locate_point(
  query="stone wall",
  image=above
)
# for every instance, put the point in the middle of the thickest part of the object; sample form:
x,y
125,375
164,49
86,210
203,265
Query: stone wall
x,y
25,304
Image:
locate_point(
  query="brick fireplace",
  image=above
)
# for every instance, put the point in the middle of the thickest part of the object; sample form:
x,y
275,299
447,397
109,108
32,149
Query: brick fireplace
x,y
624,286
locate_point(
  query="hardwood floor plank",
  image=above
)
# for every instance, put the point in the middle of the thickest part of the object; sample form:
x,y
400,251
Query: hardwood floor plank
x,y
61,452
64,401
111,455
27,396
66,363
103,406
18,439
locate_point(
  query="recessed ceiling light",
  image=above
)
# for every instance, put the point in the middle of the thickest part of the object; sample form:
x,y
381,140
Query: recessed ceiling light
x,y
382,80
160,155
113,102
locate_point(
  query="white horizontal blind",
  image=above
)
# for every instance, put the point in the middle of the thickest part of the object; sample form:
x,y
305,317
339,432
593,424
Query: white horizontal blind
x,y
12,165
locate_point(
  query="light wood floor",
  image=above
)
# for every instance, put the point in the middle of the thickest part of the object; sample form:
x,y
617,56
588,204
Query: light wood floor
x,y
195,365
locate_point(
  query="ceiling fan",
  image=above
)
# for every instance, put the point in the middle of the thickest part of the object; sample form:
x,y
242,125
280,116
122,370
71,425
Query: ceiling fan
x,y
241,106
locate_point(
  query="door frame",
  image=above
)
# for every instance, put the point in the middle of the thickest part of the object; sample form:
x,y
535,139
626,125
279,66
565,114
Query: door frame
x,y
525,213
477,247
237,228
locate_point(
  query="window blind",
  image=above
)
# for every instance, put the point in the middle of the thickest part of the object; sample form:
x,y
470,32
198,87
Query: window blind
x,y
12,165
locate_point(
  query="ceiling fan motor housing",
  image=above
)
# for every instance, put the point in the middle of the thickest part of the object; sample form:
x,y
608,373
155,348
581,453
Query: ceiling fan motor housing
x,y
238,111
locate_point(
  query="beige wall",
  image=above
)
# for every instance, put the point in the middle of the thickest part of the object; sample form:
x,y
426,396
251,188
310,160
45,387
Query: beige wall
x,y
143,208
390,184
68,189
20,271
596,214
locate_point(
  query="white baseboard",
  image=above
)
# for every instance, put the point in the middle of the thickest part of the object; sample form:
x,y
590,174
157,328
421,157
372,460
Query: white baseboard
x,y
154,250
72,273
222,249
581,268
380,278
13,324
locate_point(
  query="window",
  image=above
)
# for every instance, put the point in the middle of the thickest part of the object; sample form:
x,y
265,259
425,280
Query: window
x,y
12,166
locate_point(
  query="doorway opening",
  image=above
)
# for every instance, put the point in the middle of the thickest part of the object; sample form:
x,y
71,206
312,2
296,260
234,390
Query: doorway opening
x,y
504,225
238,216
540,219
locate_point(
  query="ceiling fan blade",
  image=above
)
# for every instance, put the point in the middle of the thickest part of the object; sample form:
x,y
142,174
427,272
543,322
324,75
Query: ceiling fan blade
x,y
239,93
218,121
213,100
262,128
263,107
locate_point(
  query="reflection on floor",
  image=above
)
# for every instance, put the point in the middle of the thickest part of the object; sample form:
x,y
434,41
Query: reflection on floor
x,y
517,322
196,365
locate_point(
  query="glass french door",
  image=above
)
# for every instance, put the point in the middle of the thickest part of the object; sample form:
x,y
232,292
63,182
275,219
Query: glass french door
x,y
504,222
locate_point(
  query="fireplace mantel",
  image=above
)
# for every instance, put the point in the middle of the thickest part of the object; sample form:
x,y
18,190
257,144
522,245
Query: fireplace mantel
----
**Exercise task**
Pick out every line in the listing above that contains the string "motor", and copy each of those lines.

**Expected answer**
  query="ceiling fan motor housing",
Query: ceiling fan motor housing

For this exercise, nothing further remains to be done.